- [EXERCISE DETAILS]
Return the lines beginning at the one that contains "the yellow cable" and continuing to the end of the entries, including both ends, exactly as written and nothing else.

"""

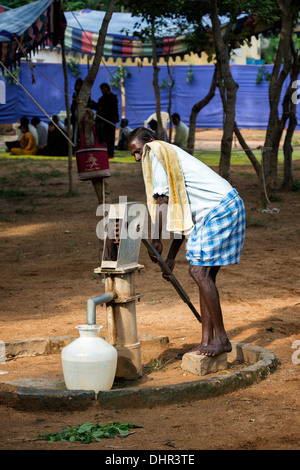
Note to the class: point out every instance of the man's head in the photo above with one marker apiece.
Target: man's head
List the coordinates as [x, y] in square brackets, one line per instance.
[105, 88]
[175, 119]
[24, 128]
[137, 139]
[35, 121]
[124, 123]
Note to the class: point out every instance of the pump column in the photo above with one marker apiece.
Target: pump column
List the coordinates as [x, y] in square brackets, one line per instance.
[121, 321]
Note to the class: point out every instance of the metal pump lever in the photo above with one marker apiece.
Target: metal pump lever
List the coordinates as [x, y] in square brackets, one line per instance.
[166, 270]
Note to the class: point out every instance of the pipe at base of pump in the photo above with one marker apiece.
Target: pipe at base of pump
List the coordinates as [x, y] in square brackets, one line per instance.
[93, 302]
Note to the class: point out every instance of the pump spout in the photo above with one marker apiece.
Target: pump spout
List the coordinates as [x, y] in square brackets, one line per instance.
[93, 302]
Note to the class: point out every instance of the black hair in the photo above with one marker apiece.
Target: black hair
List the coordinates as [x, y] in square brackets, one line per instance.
[105, 85]
[35, 120]
[143, 134]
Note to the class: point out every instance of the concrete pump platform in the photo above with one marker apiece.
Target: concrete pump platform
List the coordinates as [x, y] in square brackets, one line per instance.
[35, 390]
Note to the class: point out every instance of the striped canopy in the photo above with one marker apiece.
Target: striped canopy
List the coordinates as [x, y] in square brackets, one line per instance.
[26, 29]
[83, 26]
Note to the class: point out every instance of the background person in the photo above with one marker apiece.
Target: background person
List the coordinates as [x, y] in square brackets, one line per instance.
[181, 132]
[106, 107]
[123, 135]
[42, 130]
[27, 143]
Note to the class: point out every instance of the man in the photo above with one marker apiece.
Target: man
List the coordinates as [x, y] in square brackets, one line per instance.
[27, 142]
[24, 122]
[106, 108]
[42, 130]
[203, 207]
[181, 132]
[123, 135]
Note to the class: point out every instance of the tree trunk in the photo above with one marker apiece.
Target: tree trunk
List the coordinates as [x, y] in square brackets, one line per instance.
[156, 69]
[197, 108]
[279, 74]
[70, 147]
[89, 80]
[85, 114]
[262, 199]
[229, 94]
[288, 153]
[287, 146]
[170, 99]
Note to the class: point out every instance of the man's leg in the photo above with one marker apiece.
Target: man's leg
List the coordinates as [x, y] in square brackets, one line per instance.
[214, 338]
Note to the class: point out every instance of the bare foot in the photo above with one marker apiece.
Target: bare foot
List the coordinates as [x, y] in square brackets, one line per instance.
[216, 347]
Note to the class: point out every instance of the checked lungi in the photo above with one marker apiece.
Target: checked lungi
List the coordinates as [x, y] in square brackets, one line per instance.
[219, 239]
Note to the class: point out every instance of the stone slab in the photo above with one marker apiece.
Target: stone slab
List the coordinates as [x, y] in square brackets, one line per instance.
[203, 365]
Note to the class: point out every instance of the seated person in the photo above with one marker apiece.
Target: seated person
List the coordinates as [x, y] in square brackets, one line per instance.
[181, 133]
[57, 144]
[42, 130]
[32, 130]
[27, 143]
[123, 135]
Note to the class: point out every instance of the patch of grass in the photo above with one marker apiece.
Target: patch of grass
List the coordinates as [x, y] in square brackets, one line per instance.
[15, 193]
[87, 433]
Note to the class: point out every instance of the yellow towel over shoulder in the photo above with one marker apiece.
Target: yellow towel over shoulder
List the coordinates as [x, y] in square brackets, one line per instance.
[179, 218]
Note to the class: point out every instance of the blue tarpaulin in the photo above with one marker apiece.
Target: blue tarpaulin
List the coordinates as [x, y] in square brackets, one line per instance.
[252, 106]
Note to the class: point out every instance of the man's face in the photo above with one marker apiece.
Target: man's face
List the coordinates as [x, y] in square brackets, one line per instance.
[136, 149]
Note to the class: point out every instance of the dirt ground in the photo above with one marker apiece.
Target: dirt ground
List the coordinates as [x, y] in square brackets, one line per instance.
[49, 250]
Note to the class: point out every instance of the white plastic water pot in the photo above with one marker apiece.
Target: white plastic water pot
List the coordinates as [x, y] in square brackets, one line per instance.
[89, 362]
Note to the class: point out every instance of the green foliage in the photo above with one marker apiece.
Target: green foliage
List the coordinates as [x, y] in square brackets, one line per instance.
[87, 433]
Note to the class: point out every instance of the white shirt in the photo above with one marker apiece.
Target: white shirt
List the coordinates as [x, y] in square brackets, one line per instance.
[204, 187]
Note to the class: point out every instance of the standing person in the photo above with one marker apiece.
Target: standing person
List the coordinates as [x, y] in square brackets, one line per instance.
[42, 130]
[123, 135]
[181, 132]
[27, 143]
[106, 108]
[201, 206]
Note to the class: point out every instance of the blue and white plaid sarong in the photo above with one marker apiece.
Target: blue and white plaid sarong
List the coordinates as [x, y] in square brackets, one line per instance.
[219, 239]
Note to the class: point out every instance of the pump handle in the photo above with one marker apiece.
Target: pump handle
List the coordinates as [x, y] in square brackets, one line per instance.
[166, 270]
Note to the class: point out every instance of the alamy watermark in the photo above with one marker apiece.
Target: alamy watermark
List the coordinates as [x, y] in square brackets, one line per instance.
[2, 92]
[296, 94]
[130, 221]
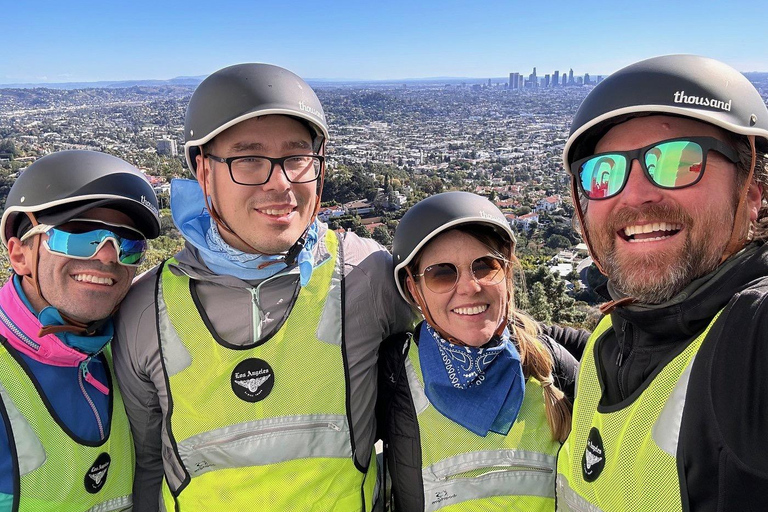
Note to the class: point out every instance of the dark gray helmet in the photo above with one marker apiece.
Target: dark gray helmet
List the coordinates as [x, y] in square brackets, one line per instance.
[683, 85]
[437, 214]
[63, 185]
[236, 93]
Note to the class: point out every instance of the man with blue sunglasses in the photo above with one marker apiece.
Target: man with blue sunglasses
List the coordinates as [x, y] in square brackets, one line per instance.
[668, 164]
[75, 225]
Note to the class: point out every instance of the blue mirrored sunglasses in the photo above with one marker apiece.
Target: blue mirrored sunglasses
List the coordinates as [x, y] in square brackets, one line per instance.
[81, 239]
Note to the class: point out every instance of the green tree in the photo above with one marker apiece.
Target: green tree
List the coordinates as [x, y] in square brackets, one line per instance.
[558, 242]
[539, 308]
[381, 234]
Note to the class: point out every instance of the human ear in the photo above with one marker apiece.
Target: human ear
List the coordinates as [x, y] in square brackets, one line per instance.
[20, 257]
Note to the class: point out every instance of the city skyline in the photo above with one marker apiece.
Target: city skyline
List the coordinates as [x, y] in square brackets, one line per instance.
[88, 41]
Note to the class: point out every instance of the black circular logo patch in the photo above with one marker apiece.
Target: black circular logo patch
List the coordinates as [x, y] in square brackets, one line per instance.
[593, 461]
[252, 380]
[96, 476]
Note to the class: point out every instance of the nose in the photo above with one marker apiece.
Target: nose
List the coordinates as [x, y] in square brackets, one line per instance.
[639, 189]
[107, 253]
[466, 284]
[278, 180]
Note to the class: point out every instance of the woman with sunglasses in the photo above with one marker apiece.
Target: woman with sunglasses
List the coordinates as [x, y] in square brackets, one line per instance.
[474, 411]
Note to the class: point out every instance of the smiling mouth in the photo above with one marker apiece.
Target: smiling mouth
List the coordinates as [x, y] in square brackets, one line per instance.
[275, 212]
[88, 278]
[650, 232]
[476, 310]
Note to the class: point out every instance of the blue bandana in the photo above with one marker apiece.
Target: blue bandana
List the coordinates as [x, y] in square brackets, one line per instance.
[191, 217]
[481, 389]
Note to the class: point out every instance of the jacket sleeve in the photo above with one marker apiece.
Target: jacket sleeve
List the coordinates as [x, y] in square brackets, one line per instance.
[137, 358]
[574, 340]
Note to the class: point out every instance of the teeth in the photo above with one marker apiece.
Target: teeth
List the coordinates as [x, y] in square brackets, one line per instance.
[94, 279]
[276, 212]
[650, 228]
[470, 311]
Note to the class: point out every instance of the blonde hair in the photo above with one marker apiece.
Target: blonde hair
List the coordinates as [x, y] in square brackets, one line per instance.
[535, 357]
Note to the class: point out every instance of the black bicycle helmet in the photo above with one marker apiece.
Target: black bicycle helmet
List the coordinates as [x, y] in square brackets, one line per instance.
[236, 93]
[437, 214]
[683, 85]
[62, 185]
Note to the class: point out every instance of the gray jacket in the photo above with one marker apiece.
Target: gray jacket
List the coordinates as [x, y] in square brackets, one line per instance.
[373, 311]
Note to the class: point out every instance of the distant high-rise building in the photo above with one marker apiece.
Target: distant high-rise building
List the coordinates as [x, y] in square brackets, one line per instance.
[167, 147]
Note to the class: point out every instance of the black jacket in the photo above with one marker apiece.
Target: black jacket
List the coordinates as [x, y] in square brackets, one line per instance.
[397, 414]
[723, 448]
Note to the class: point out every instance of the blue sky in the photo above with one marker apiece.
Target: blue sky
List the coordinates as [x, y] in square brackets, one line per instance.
[61, 41]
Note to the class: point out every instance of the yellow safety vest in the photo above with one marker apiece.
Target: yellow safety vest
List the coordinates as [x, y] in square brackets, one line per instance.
[464, 472]
[625, 459]
[263, 427]
[57, 473]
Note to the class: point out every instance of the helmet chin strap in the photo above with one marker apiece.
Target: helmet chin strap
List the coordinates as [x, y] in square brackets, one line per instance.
[295, 249]
[70, 324]
[738, 238]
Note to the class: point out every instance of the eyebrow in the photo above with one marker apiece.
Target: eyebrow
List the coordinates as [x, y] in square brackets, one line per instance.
[258, 146]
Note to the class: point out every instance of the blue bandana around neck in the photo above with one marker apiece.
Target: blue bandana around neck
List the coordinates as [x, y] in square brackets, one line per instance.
[49, 315]
[481, 389]
[191, 217]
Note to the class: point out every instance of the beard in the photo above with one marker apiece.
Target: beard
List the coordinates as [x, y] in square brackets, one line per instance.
[658, 275]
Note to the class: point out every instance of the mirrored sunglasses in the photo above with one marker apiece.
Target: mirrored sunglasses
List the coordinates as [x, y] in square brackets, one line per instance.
[83, 238]
[670, 164]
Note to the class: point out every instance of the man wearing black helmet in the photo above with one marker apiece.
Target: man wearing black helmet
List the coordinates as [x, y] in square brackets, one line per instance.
[249, 359]
[75, 225]
[668, 164]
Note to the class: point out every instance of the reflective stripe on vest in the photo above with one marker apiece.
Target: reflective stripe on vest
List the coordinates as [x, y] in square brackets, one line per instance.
[634, 461]
[462, 471]
[266, 426]
[56, 472]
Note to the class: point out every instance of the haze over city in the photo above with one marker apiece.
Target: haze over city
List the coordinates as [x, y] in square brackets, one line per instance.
[55, 42]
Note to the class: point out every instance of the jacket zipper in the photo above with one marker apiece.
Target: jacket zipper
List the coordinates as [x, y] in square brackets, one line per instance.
[499, 468]
[255, 314]
[84, 374]
[270, 430]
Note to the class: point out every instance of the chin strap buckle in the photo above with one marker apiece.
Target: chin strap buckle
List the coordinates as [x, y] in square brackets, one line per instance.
[293, 252]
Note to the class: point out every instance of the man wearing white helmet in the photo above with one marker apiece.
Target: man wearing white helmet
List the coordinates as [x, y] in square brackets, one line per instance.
[249, 359]
[75, 225]
[668, 164]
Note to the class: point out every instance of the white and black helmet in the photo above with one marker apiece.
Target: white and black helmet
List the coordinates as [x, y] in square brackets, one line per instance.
[62, 185]
[436, 214]
[243, 91]
[690, 86]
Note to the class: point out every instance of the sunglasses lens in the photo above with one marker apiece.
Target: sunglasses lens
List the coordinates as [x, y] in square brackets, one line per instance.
[488, 270]
[603, 175]
[86, 244]
[675, 164]
[441, 278]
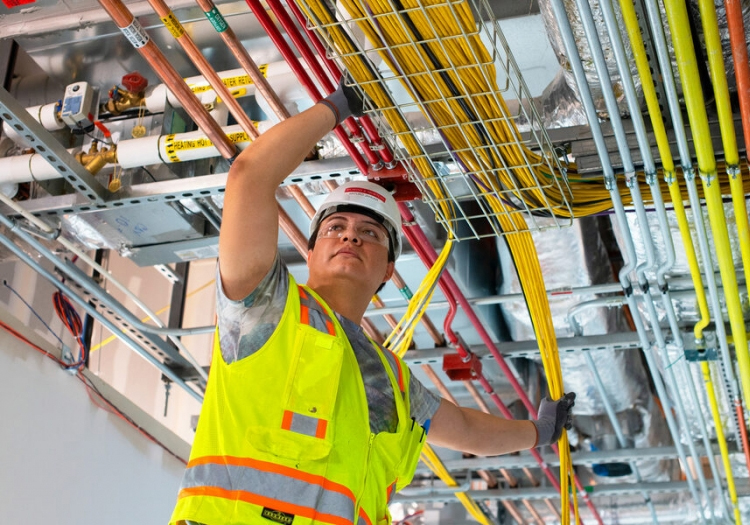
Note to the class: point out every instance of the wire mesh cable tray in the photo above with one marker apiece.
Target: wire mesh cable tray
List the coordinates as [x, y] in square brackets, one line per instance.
[436, 82]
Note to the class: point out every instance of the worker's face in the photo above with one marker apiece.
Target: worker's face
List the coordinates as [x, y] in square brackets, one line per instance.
[353, 245]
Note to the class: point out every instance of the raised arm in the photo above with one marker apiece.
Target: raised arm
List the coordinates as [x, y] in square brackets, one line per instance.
[469, 430]
[250, 222]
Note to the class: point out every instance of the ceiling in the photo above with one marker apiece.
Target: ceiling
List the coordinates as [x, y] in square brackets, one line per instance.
[626, 338]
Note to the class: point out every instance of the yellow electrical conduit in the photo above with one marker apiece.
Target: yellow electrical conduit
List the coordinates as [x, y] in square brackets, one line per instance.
[726, 125]
[466, 141]
[686, 62]
[433, 462]
[590, 196]
[641, 61]
[402, 335]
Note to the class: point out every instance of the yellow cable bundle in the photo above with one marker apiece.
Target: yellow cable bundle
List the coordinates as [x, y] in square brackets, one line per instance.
[472, 128]
[401, 337]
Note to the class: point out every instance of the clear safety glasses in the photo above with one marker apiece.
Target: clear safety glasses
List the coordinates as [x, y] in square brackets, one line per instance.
[337, 227]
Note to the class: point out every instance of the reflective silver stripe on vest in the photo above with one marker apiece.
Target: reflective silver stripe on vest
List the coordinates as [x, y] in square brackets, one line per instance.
[270, 485]
[302, 424]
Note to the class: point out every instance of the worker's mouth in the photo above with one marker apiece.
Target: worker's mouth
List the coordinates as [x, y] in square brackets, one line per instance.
[347, 253]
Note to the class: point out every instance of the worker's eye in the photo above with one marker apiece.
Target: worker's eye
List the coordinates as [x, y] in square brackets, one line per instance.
[335, 227]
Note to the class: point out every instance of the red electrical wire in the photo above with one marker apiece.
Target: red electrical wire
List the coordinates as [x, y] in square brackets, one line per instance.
[91, 389]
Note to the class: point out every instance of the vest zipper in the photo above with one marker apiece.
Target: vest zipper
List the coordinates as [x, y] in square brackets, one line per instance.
[364, 480]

"""

- [SOLUTION BELOW]
Note to the class: point out every instance of the yellow cable bundle in the photo above with one marker apiece.
Target: yellow cable bundle
List the coordinates as [x, y] in square brackets, one line per instance.
[472, 128]
[401, 337]
Note to the class: point out every instance of the clear safety glasses in the photo above with one marker apiece.
Target: clear safety glasses
List the coordinates as [x, y] in square brackets, one line per instance.
[337, 227]
Note to the class: point out every instance of the reflective silver stripe on vest in the photo above with one marker apiece.
Target: reflective silver stripe on vest
List the coordinates as [x, y] in square brackets, one line per instance.
[270, 485]
[302, 424]
Note to the class: point out every instance of the worker's mouth in the photo above with one marker apiece.
Target: worker's mouth
List the coordinates as [x, y] in square brackets, one line per instance.
[347, 253]
Note to the class: point out every instance of the worker's eye in the photo above with one marker apiece.
Target: worker's eye
List the coordinates as [x, y] in square brackets, one line per instance.
[335, 227]
Note to the class: point out every instance of the red electrical wire in the photo above with one marker apiece.
Target: red electrical wire
List the coordinates as [x, y] in square brackets, one line per instance.
[91, 389]
Note to the class: point out every instance of the vest zipper in the photo above with one marker apiece.
Target: vest zipper
List the coordinates as [x, y] in square brackets, one line per instance.
[364, 480]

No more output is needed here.